━━ Task input ━━
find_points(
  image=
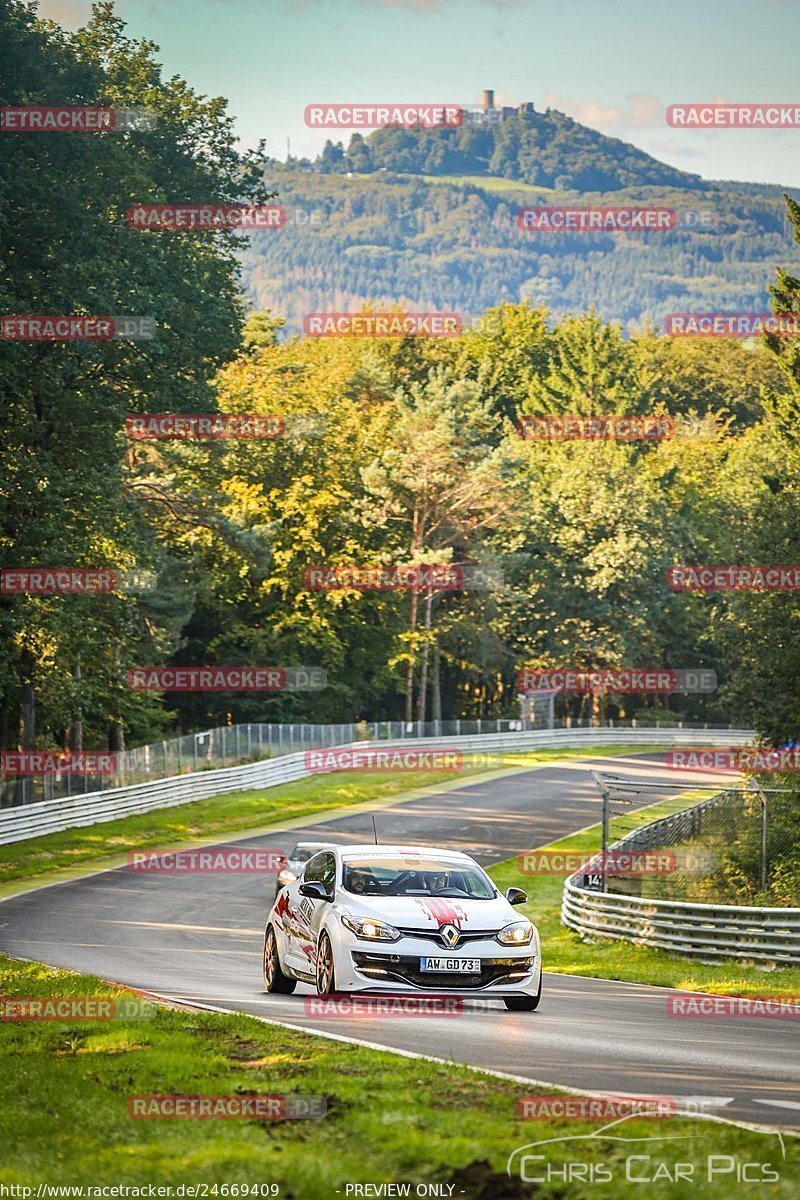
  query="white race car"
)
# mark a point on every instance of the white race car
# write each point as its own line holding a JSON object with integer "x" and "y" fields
{"x": 402, "y": 919}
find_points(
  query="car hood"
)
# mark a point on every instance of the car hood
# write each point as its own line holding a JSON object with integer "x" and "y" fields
{"x": 432, "y": 912}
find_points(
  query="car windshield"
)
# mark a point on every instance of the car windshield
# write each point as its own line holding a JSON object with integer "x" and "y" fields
{"x": 411, "y": 876}
{"x": 302, "y": 853}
━━━
* **Task requirements**:
Pick out each line in the entries above that contains the string "white", and copy those lines in their original order.

* **Result of the exercise**:
  query="white race car"
# mark a point on every instance of the white race car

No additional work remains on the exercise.